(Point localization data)
════
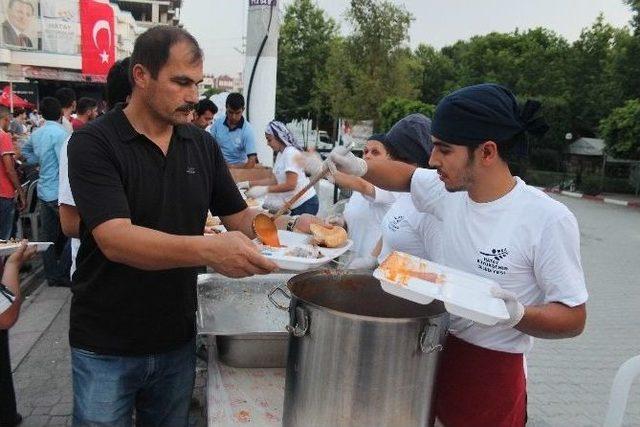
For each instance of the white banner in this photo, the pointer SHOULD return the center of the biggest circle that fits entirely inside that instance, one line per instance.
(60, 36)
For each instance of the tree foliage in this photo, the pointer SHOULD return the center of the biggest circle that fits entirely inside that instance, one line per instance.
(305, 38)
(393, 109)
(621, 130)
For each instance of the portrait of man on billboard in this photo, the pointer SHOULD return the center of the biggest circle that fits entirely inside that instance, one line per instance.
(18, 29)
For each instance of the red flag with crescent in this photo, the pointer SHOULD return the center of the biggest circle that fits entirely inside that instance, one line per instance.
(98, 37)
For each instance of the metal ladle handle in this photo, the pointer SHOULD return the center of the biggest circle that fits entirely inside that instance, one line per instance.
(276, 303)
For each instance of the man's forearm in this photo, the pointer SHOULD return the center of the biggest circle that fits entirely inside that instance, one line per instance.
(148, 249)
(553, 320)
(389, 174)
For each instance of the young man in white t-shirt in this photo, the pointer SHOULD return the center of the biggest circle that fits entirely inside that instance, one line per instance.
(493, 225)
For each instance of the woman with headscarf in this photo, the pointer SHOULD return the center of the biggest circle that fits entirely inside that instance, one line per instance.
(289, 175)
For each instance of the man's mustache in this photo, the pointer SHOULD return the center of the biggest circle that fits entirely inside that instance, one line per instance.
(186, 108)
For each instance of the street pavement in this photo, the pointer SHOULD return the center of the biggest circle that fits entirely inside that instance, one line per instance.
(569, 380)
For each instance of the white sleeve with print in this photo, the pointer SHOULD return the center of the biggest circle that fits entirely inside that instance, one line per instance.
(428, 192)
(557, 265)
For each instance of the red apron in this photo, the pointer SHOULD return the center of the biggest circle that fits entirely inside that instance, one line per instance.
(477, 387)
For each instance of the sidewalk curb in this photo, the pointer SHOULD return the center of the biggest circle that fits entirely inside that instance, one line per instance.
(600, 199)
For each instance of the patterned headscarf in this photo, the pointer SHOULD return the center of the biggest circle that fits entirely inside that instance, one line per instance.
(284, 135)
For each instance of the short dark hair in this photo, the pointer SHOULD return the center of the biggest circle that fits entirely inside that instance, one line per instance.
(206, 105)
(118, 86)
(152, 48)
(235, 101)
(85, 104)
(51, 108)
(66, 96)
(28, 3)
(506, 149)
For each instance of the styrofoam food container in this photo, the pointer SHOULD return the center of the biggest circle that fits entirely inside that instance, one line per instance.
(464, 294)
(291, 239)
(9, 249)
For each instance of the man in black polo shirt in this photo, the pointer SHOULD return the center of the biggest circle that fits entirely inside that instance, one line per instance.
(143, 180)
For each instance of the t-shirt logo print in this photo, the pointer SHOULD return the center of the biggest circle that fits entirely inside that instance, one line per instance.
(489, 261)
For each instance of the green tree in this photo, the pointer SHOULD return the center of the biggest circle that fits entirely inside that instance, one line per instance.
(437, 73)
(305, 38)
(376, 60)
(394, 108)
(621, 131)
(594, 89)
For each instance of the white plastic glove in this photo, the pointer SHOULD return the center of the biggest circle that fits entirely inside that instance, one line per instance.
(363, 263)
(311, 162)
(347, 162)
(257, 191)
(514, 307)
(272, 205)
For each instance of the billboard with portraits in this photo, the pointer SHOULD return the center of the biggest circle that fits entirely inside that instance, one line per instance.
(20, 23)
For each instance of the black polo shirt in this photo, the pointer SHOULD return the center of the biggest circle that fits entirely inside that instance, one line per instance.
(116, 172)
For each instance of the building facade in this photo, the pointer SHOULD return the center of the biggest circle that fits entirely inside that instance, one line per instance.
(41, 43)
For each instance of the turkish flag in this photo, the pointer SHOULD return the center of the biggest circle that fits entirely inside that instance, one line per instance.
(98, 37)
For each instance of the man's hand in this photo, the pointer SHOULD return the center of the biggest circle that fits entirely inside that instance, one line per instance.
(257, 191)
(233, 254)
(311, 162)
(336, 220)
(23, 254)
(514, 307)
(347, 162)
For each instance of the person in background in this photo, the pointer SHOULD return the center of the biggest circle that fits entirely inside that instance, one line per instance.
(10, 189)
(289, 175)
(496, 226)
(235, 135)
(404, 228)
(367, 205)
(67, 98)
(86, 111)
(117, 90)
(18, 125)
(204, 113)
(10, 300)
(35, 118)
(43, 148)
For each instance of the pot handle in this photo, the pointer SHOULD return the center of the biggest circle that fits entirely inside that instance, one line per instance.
════
• Your goal:
Apart from the pictures, all of the data should be repeated exactly.

• Result of this exercise:
For each instance of the white banner in this photo, the pointer SHOULD return the center of the biggest circle that fits entirely inside that instance, one line per instance.
(60, 36)
For each instance of the tree foliage in this photo, the pointer SHOULD return the center of the biggest circle that fits entirely inside that instance, one line per instance.
(305, 38)
(393, 109)
(621, 130)
For each instance of the portrait of man on billboard in this photo, the pointer SHOULD return the center of the biggest circle that fits entirely inside that instance, one line per instance.
(18, 29)
For each instance of the red flag with crescent in this photo, the pointer SHOULD return the center of the biggest circle that fits entirely inside that instance, one line per instance.
(98, 37)
For each instance of the metal ladle handle in this photo, the pointer SHOULD return the center of the biggest circle that fits entirely inside that instance, one line per instance.
(276, 303)
For each instance of the man's forearm in this photo, the pointer SHOULD return the center of the biggest circle that fits entirely inside that instance, one line per instance.
(148, 249)
(553, 320)
(389, 174)
For each instance of the young man in white t-shirt in this photo, the pointer SHOULD return the center of the biggest circle that fits entirely inside that instance, one line per instance.
(493, 225)
For each instance of the woman with headscarf in this photo, the pointer SHOULD return the center of the biggest circle that fits entirely inside that instance, one line per instance.
(289, 175)
For each instance of the man's mustache in this photo, the pointer SHOULD return the center of the biggest circle that fits entirely inside that instance, one line per instance.
(186, 108)
For each instance of the street pavement in this photo, the pointer SHOULD return the center of the biggest circle that fits entirely inside that instance, one line per instance.
(569, 380)
For each instance of the white sleeve with print in this photo, the pointer SHOULD return the center of the biggest circle that fits entirely inside that instance, one line per instance.
(428, 192)
(557, 265)
For each instance of the red apron in this photo, the pointer SHOULD return the center of the biggest circle that fits entirely inside that instance, one line per instance.
(477, 387)
For each instance of the sidewalk curb in this photo, the pointer SHOULD return the center of the biggest circle that fits entirely inside that instance, one line per instance.
(600, 199)
For each instance of the patterned headscarf in this photo, the pointer SHOULD return the center of the biggest circle that fits entirely inside that instance, one line per instance.
(284, 135)
For each instance of the short dark hair in this photo, the pointer SHOULD return the center of the biggest circle that fits entirely inside that instance, one line per instance.
(206, 105)
(118, 86)
(152, 48)
(235, 101)
(85, 104)
(51, 108)
(66, 96)
(28, 3)
(506, 149)
For each instance of the styrofoam food container in this photo, the pointer SHOULD return the center of the biggest circle that fits entirely inside that instance, one line per instance.
(464, 294)
(291, 239)
(9, 249)
For each instance of the man in black polo shirt in this photo, the pointer SHOULD return the center of the biggest circle that fits entirely inside that instance, one line per instance.
(143, 180)
For each instance of the t-shirt logo print in this photo, the pointer SHOULD return the center of the biggest circle that fits entirely inside that instance, one line per instance.
(489, 261)
For each instance of the green tree in this photo, the pointer SHOULD return the center of the biggest circle that fits entirely inside that instance, one line per instance.
(437, 73)
(305, 38)
(376, 60)
(394, 108)
(621, 131)
(594, 89)
For each instance of the white plastic glove in this photo, the pointer SHOULD return the center of the biggest circle that fits entirely inside that instance, one line per instance.
(363, 263)
(311, 162)
(347, 162)
(257, 191)
(514, 307)
(272, 205)
For each instance of the billboard with portraits in this photo, the pointer SHOULD return the center of the biggest circle that fits entirely inside that instance, one line per instance.
(20, 23)
For each instance of the black polo shirt in this photo, the pointer SHOULD return the center of the biggest circle that fits entirely inside that instance, one line per instance.
(116, 172)
For each instance of the building facade in this photo, the pointer SHOULD return the center of the biggest circle that fits entirely inside that instance, one line per instance.
(41, 43)
For each instance of the turkish flag in this photo, the pointer SHOULD return the center of the biggest circle that fits entirely inside that instance, one line per instance.
(98, 37)
For each instance of the man's hand in this photo, the pointer SHOULD return the center of the biggest circle that fits entirely inside that instance, one line per instance.
(257, 191)
(233, 254)
(311, 162)
(336, 220)
(23, 254)
(514, 307)
(347, 162)
For each instance of the person in background in this photo, the pointer SHOULD return the center of the biggest circle that fits entirely inside that instance, one line per instance.
(10, 189)
(289, 175)
(496, 226)
(235, 135)
(404, 228)
(367, 205)
(67, 98)
(86, 111)
(117, 90)
(18, 125)
(204, 113)
(10, 300)
(35, 118)
(43, 148)
For each instance of the pot handle in this photo, the pointer SHOULD return the center of the biggest circle that fits entirely inside that instance, one line per instance.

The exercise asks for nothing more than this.